[Position annotation records]
·····

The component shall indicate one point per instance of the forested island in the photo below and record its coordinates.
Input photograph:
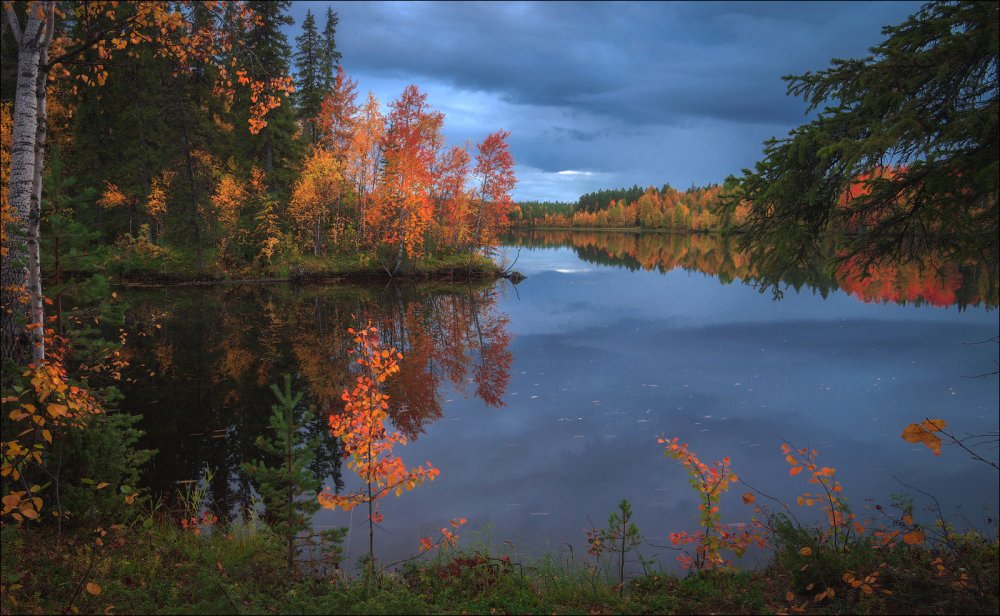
(187, 448)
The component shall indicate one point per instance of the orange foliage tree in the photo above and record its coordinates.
(192, 35)
(710, 481)
(495, 172)
(316, 192)
(365, 441)
(403, 209)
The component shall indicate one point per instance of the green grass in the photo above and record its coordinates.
(155, 567)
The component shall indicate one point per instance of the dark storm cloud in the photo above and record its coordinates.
(634, 92)
(645, 62)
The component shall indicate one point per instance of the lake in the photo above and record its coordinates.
(541, 403)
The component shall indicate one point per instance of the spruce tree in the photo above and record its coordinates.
(330, 57)
(309, 81)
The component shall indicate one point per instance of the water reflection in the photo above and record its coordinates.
(201, 362)
(931, 281)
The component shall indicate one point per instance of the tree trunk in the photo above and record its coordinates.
(268, 153)
(22, 171)
(35, 298)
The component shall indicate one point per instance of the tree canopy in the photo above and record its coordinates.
(901, 159)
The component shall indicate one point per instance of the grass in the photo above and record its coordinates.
(153, 566)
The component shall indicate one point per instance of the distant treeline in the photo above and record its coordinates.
(648, 208)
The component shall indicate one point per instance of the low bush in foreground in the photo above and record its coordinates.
(156, 566)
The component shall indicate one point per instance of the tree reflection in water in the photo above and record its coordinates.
(201, 362)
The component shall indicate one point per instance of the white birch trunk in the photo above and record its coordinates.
(15, 282)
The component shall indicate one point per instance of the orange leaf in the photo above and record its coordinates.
(914, 537)
(924, 433)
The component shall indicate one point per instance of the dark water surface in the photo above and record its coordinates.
(541, 404)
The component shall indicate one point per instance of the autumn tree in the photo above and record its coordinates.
(403, 206)
(365, 159)
(273, 147)
(193, 35)
(452, 201)
(495, 174)
(366, 442)
(314, 197)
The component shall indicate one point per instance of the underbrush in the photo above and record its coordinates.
(154, 565)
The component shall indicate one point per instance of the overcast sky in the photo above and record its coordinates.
(601, 95)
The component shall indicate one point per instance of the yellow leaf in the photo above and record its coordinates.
(924, 433)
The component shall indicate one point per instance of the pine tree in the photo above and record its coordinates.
(274, 147)
(309, 81)
(330, 57)
(284, 485)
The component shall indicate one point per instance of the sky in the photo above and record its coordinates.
(600, 94)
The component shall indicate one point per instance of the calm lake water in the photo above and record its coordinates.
(541, 404)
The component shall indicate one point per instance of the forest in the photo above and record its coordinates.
(241, 300)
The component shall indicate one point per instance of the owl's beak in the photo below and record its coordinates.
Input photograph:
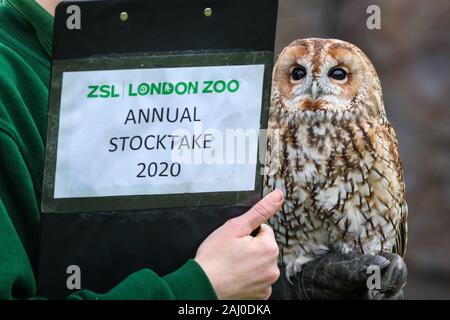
(315, 90)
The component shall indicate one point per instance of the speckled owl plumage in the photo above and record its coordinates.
(333, 153)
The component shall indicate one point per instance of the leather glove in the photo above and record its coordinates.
(338, 275)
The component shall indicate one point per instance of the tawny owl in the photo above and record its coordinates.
(334, 154)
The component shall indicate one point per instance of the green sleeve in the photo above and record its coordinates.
(19, 225)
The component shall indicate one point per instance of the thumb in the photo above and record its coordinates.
(259, 213)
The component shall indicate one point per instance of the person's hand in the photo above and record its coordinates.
(344, 276)
(238, 265)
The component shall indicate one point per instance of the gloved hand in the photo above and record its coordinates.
(339, 275)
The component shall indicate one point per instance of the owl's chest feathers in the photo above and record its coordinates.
(334, 175)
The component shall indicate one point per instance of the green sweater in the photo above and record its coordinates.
(25, 46)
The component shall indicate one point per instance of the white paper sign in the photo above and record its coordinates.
(158, 131)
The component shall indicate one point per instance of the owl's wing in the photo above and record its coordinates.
(402, 227)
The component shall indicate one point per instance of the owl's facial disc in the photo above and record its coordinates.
(318, 77)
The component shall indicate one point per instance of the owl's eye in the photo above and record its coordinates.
(337, 74)
(298, 73)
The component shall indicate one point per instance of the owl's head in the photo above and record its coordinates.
(324, 74)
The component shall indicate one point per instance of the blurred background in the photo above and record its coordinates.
(411, 53)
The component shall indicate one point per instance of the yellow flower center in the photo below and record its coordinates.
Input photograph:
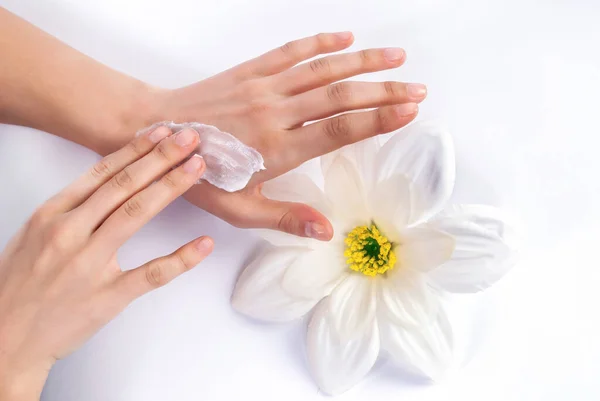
(368, 251)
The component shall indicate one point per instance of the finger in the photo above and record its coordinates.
(143, 206)
(249, 208)
(344, 96)
(331, 69)
(292, 53)
(76, 193)
(135, 177)
(292, 218)
(161, 271)
(328, 135)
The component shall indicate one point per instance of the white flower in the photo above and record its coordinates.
(376, 285)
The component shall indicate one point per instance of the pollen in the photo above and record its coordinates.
(368, 251)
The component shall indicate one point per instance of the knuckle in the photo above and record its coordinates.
(161, 151)
(366, 57)
(252, 89)
(338, 129)
(39, 218)
(170, 181)
(180, 264)
(288, 48)
(133, 207)
(123, 179)
(320, 66)
(339, 93)
(322, 40)
(103, 169)
(382, 121)
(134, 147)
(60, 237)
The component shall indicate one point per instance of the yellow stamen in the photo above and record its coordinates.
(368, 251)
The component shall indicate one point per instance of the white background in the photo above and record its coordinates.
(516, 82)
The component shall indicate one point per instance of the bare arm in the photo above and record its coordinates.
(270, 103)
(48, 85)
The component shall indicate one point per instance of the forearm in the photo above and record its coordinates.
(21, 381)
(50, 86)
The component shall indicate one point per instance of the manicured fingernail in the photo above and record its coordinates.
(343, 35)
(416, 91)
(406, 109)
(393, 54)
(186, 137)
(159, 134)
(204, 244)
(193, 164)
(316, 231)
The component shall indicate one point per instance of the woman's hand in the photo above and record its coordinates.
(59, 277)
(288, 112)
(269, 102)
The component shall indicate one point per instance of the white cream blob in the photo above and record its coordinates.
(229, 163)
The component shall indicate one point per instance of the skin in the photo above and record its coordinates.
(268, 103)
(59, 277)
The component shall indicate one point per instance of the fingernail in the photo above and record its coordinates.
(343, 35)
(407, 109)
(204, 244)
(316, 231)
(159, 134)
(393, 54)
(193, 164)
(186, 137)
(416, 91)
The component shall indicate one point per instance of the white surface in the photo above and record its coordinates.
(516, 83)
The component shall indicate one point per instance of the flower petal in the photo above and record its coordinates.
(485, 249)
(423, 248)
(258, 292)
(426, 350)
(343, 338)
(362, 154)
(425, 154)
(315, 273)
(293, 187)
(345, 191)
(406, 299)
(390, 205)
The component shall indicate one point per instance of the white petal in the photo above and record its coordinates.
(487, 217)
(424, 153)
(390, 205)
(259, 294)
(426, 350)
(362, 154)
(314, 274)
(484, 250)
(405, 298)
(338, 361)
(345, 191)
(293, 187)
(422, 248)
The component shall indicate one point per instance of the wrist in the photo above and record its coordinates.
(140, 107)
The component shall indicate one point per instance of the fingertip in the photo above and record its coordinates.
(319, 230)
(195, 165)
(406, 110)
(158, 134)
(204, 245)
(345, 37)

·····

# AIM
Set down only these lines, exactly: the line containing "of the fingernail" and each line after it, through the end of the listing.

# RESPONSE TO THE EXERCISE
The component shall indicate one point per instance of the fingernail in the photo above and record its coordinates.
(343, 35)
(407, 109)
(204, 244)
(316, 231)
(159, 134)
(393, 54)
(193, 164)
(186, 137)
(416, 91)
The component shall indicate one point per instance of the white surface in the photo above and record its coordinates.
(516, 83)
The component shall indicate one point per instance of the flower petal in the photo above and record its coordinates.
(485, 249)
(423, 248)
(258, 292)
(426, 350)
(343, 338)
(362, 154)
(425, 154)
(315, 273)
(293, 187)
(345, 191)
(406, 299)
(390, 205)
The component shall indicate one point per instance of the white petal in the photo above and record its coordinates.
(487, 217)
(424, 153)
(390, 205)
(259, 294)
(426, 350)
(362, 154)
(314, 274)
(484, 250)
(405, 298)
(338, 361)
(345, 191)
(293, 187)
(422, 248)
The component shall indicate one point per instance of the wrist in the photo above and record its coordinates.
(140, 107)
The component shall indicate one point per instance of the fingertip in the photo above and record its coordinates.
(319, 230)
(195, 165)
(406, 110)
(158, 134)
(204, 245)
(345, 37)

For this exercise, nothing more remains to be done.